- Records shown

◇ ◇ ◇ ◇ ◇ ◇ ◇

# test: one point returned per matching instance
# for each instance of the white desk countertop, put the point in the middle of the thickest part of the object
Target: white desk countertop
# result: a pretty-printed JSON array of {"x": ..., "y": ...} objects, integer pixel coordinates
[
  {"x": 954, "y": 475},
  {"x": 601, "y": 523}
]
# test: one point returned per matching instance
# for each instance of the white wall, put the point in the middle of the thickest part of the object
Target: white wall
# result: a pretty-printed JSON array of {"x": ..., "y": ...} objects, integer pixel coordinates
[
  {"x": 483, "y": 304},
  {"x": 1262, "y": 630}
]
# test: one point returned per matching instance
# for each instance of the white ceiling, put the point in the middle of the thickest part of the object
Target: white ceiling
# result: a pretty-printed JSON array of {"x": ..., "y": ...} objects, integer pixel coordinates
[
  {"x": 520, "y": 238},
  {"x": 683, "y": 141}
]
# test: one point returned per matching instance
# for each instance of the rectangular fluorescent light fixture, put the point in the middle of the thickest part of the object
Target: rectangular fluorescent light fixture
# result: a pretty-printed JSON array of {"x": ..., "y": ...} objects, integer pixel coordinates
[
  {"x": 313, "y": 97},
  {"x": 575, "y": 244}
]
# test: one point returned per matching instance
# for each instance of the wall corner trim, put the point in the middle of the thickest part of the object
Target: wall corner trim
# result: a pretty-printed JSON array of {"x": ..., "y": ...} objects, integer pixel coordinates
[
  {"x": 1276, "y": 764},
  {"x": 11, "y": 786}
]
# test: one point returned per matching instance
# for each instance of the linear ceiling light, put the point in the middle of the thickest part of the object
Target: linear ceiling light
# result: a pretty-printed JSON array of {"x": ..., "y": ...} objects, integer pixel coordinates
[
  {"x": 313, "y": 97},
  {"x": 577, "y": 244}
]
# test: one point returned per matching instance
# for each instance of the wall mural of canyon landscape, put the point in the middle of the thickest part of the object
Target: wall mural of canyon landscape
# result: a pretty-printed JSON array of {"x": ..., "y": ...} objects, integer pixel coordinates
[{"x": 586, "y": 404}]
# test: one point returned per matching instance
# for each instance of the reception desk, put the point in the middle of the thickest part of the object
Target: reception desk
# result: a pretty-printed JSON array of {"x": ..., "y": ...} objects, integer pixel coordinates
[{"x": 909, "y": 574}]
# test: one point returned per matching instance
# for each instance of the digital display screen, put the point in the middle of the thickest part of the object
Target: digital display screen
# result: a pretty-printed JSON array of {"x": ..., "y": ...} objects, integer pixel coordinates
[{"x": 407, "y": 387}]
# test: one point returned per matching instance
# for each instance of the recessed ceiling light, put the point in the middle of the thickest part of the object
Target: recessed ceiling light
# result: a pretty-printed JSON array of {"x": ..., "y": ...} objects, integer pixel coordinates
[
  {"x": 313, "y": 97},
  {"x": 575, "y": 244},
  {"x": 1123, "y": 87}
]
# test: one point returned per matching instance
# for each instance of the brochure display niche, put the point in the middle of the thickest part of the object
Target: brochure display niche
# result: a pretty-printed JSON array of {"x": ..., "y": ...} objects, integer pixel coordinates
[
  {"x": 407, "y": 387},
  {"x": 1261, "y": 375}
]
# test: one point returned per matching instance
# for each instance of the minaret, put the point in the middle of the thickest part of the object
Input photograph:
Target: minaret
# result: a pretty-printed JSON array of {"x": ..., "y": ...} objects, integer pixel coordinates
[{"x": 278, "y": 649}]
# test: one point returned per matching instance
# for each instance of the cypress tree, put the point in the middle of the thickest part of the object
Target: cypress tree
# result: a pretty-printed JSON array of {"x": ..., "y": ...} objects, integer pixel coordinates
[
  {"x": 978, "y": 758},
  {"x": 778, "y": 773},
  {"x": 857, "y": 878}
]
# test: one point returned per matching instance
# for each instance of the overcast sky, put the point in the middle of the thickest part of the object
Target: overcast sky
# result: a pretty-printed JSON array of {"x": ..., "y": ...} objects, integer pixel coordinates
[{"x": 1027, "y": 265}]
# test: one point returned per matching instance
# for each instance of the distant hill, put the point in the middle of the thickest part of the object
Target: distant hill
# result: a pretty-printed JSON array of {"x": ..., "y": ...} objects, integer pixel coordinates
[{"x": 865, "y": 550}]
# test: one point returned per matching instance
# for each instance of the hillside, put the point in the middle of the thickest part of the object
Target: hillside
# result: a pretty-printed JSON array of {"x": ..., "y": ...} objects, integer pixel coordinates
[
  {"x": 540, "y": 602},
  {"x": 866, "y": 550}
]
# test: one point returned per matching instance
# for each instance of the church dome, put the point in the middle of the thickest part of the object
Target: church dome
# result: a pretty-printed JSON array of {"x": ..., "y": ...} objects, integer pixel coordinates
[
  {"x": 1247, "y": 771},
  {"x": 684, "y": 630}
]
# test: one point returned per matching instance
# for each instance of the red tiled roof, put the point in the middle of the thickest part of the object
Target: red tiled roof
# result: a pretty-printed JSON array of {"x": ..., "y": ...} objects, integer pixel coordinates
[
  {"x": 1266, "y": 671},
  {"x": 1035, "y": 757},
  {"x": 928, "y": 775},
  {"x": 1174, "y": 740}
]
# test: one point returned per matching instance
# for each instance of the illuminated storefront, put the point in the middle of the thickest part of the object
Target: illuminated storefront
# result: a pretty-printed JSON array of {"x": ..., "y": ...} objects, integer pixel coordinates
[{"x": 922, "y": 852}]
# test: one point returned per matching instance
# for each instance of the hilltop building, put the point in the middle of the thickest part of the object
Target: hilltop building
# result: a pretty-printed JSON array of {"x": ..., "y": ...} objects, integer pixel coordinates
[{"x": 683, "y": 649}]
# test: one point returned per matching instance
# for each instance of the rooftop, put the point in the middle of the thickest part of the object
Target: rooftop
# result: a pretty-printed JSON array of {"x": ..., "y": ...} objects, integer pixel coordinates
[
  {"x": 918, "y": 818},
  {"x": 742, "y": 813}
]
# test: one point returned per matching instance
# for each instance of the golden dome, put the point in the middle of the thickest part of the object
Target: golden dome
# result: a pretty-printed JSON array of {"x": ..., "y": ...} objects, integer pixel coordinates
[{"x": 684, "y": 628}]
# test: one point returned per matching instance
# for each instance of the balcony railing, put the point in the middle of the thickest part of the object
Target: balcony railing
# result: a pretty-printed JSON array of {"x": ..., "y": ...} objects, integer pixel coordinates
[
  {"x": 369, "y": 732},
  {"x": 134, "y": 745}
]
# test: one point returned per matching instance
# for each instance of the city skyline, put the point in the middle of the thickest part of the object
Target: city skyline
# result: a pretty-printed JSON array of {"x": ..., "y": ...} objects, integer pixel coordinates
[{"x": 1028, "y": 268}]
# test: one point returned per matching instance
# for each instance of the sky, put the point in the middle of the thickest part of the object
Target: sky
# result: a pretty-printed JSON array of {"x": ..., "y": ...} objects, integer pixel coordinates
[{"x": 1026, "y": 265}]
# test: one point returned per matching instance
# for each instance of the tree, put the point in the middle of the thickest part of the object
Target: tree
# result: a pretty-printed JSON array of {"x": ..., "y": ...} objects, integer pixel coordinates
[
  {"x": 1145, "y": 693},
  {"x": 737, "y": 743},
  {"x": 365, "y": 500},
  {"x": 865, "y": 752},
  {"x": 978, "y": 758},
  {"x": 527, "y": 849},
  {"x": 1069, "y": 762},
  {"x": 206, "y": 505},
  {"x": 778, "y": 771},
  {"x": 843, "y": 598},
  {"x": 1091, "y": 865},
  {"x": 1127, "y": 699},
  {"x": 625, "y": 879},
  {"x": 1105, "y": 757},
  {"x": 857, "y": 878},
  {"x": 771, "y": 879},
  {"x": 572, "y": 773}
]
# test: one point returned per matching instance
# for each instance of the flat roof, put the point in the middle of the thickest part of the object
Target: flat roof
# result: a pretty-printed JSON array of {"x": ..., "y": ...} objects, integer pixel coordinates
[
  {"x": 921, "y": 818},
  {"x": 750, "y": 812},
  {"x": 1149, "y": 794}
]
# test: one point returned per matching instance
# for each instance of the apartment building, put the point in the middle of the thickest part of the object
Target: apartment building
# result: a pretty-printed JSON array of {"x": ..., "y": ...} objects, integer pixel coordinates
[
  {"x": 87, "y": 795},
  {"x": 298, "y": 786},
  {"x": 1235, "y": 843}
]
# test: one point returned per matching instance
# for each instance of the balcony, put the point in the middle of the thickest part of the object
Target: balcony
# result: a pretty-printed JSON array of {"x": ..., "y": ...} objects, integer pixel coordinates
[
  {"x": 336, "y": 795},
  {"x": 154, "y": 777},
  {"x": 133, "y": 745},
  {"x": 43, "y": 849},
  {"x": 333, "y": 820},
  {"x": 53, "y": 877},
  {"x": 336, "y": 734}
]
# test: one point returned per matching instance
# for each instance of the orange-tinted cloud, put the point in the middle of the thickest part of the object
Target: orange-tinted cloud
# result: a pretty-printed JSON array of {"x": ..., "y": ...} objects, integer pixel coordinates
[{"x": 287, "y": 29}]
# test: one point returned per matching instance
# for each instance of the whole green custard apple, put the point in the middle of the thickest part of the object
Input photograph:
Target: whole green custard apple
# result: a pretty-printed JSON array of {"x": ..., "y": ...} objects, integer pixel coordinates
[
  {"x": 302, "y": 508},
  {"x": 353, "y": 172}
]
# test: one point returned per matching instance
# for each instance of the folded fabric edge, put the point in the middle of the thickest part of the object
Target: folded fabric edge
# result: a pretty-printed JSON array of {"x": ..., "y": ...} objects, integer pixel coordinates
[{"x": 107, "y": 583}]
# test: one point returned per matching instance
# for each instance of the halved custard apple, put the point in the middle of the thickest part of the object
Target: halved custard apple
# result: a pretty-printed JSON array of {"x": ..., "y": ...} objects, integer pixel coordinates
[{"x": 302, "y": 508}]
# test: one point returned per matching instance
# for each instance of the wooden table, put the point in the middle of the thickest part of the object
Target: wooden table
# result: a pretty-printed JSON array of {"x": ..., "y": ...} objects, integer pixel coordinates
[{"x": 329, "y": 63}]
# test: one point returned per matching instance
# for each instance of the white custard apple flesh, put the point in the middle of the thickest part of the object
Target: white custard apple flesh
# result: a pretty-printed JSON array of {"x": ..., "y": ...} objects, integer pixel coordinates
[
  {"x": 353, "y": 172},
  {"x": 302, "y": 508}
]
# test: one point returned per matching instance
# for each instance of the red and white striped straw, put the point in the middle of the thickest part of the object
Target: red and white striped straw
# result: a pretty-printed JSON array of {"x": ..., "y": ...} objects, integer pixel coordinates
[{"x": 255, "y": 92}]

◇ ◇ ◇ ◇ ◇ ◇ ◇

- Problem
Whenever a line in the records contains the word "brochure", copy that line.

- Answer
# for each instance of the brochure display niche, put the point in the middle of the thickest part of the object
Target: brochure display niche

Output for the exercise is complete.